- Görev 1
Aşağıdaki (a), (b) ve (c) ifadelerinin İyi Parti hakkındaki metinle uyuşup uyuşmadığını belirtiniz. Her biri için evet ya da hayır deyip kararı belirleyen sözcükleri metinden aynen alıntılayınız. (a) İyi Parti cephesi savunmadadır. (b) Kurmaylardan ve sözcülerden gelen açıklamalar birbiriyle tutarlıdır. (c) "Adayınız kim, Akşener mi" sorularına "Daha onu görüşmedik" yanıtı verilmektedir.
- Görev 2
İyi Parti hakkındaki metinden "İyi Parti cephesi" ifadesinden "geleceği nasıl görünüyor?" ifadesine kadar olan bölümü hiçbir değişiklik yapmadan çıkarınız.
- Görev 3
İyi Parti hakkındaki metnin devamını, gösterilen son cümleden sonrasından başlayarak yazınız.

- Belge metni
▬▬▬
İyi Parti cephesi savunmada. Kurmaylardan, sözcülerden “Masadan kalkmadık”, “Masadan kaldırıldık”, “Aday dayatmazlarsa yeniden otururuz”, “Hayır, öyle bir şey demedik” şeklinde çelişkili açıklamalar geldi. “Adayınız kim, Akşener mi” sorularına da “Daha onu görüşmedik” diyorlar. Bu açıklamalara bakınca, Akşener’in dolayısıyla İyi Partinin yakın geleceği nasıl görünüyor?
▬▬▬
- Nokta tabanlı işaretleme verileri
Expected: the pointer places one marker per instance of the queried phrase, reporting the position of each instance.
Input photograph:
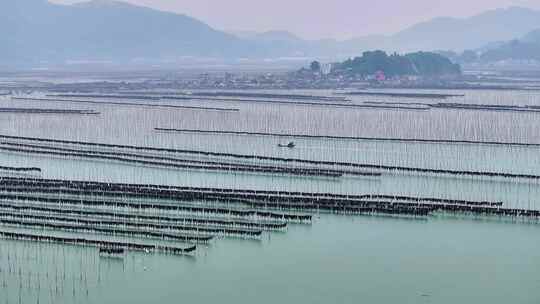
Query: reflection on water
(443, 258)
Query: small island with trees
(379, 66)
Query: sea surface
(443, 258)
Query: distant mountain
(524, 49)
(442, 33)
(533, 37)
(39, 33)
(36, 31)
(468, 33)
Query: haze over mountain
(39, 33)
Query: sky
(315, 19)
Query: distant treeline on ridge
(419, 63)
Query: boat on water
(112, 252)
(290, 145)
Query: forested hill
(420, 64)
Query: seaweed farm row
(341, 104)
(151, 95)
(257, 200)
(403, 95)
(177, 163)
(334, 137)
(149, 105)
(47, 111)
(302, 167)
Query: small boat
(113, 252)
(290, 145)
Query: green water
(337, 259)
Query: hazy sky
(323, 18)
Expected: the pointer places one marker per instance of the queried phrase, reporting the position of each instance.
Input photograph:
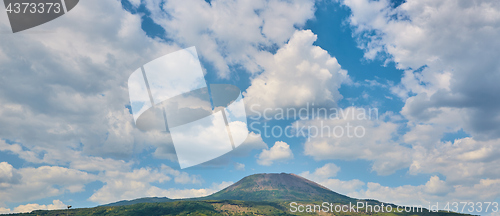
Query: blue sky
(67, 132)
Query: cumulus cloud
(239, 166)
(138, 183)
(324, 176)
(56, 204)
(444, 71)
(27, 184)
(299, 73)
(188, 193)
(279, 152)
(448, 52)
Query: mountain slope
(278, 187)
(140, 200)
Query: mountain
(278, 187)
(263, 187)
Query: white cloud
(324, 176)
(299, 73)
(56, 204)
(187, 193)
(279, 152)
(325, 172)
(354, 133)
(229, 33)
(449, 53)
(137, 183)
(27, 184)
(239, 166)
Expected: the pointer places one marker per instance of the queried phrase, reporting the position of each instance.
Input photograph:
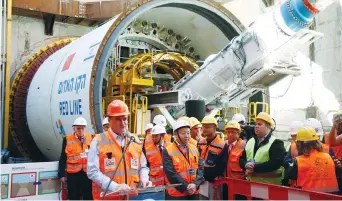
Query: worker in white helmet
(244, 134)
(154, 155)
(316, 125)
(105, 124)
(182, 165)
(159, 120)
(72, 167)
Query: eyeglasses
(184, 133)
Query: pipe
(8, 70)
(1, 74)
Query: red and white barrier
(270, 191)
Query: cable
(280, 95)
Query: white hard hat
(148, 126)
(158, 129)
(315, 124)
(239, 117)
(80, 121)
(105, 121)
(159, 120)
(180, 124)
(295, 126)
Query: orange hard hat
(117, 108)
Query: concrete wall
(28, 36)
(320, 83)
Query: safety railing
(269, 191)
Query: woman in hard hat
(312, 169)
(154, 155)
(182, 165)
(335, 141)
(264, 154)
(105, 124)
(196, 129)
(236, 147)
(188, 121)
(72, 166)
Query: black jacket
(276, 153)
(220, 161)
(174, 177)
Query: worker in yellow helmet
(312, 169)
(188, 121)
(264, 154)
(214, 152)
(196, 129)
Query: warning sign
(49, 183)
(23, 184)
(4, 186)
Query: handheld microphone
(132, 137)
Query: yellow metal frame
(135, 108)
(8, 69)
(252, 110)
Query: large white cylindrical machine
(64, 80)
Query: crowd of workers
(194, 156)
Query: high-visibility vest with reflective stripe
(336, 149)
(184, 168)
(316, 172)
(73, 150)
(154, 157)
(215, 146)
(294, 151)
(233, 168)
(193, 141)
(128, 170)
(261, 156)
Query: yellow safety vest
(261, 156)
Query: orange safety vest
(216, 146)
(155, 159)
(316, 172)
(233, 169)
(193, 141)
(336, 149)
(110, 153)
(76, 153)
(294, 151)
(186, 166)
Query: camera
(247, 131)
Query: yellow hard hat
(266, 117)
(209, 120)
(185, 118)
(338, 116)
(305, 134)
(233, 124)
(194, 121)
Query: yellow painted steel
(8, 69)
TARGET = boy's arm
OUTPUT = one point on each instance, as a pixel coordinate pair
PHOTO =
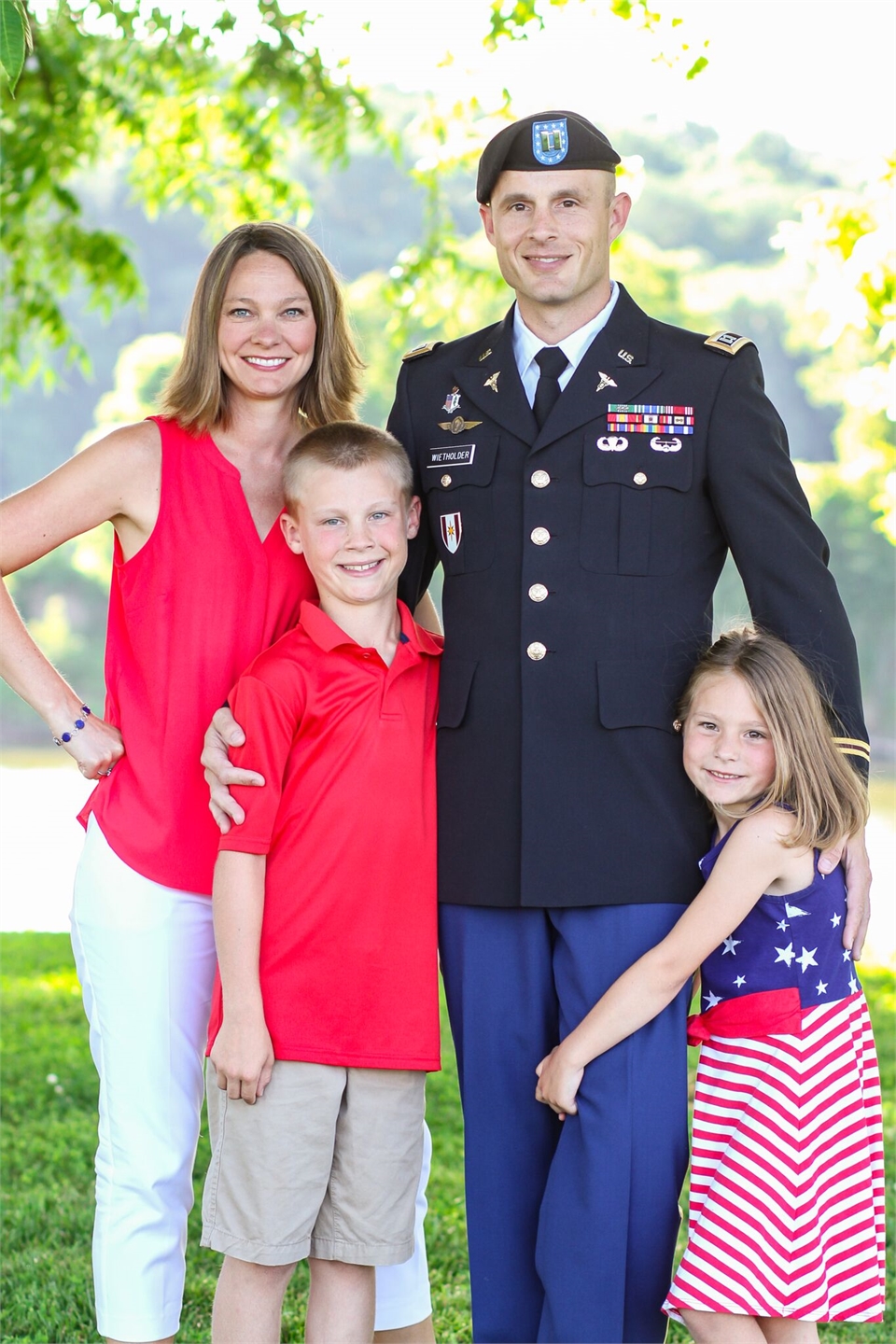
(242, 1054)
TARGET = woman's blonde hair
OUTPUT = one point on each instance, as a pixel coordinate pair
(826, 796)
(198, 393)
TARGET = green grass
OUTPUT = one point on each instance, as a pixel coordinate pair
(49, 1139)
▬▬▬
- Yanıt 1
(a) Evet: "İyi Parti cephesi savunmada."
(b) Hayır: "şeklinde çelişkili açıklamalar geldi"
(c) Evet: "“Adayınız kim, Akşener mi” sorularına da “Daha onu görüşmedik” diyorlar."

- Yanıt 2
İyi Parti cephesi savunmada. Kurmaylardan, sözcülerden “Masadan kalkmadık”, “Masadan kaldırıldık”, “Aday dayatmazlarsa yeniden otururuz”, “Hayır, öyle bir şey demedik” şeklinde çelişkili açıklamalar geldi. “Adayınız kim, Akşener mi” sorularına da “Daha onu görüşmedik” diyorlar. Bu açıklamalara bakınca, Akşener’in dolayısıyla İyi Partinin yakın geleceği nasıl görünüyor?

- Yanıt 3
Bunlar bir tesadüf değil diye düşünüyorum. Bahçeli de, Akşener de hem sorumluluk almamaya çalışıyorlar, hem de aynı zamanda bütün isteklerinin kabul edilmesini istiyorlar. Akşener’in masaya yönelik kaprisini biraz böyle de düşünebiliriz. Akşener’in önünde birkaç seçenek var. Birincisi şu; ben Akşener’in, İmamoğlu ve Yavaş’ı kamu önünde deklare ederken bu isimlerin bundan haberinin olduğunu düşünmüyorum.

Zira, bazı yorumcular bu iki isimle daha önceden konuşulduğunu söylediler.

Buna katılmıyorum, çünkü kendisi bu isimlerin kabul etmeyeceğini biliyordu. Dolayısıyla çok da beylik laflar ettiği için kendi aday olmayacağıyla ilgili, cumhurbaşkanı adayı olması gerekirse, “İş başa düştü, bu kadar büyük sorumluluğu onlar kaldıramadı, o zaman ben kaldıracağım” diyebilmek için bu isimleri kamusal alanda zikretti. Zaten Akşener’in özellikle İmamoğlu kararı asıl olarak, kendi siyasi kariyerine yatırımdı.

Nasıl?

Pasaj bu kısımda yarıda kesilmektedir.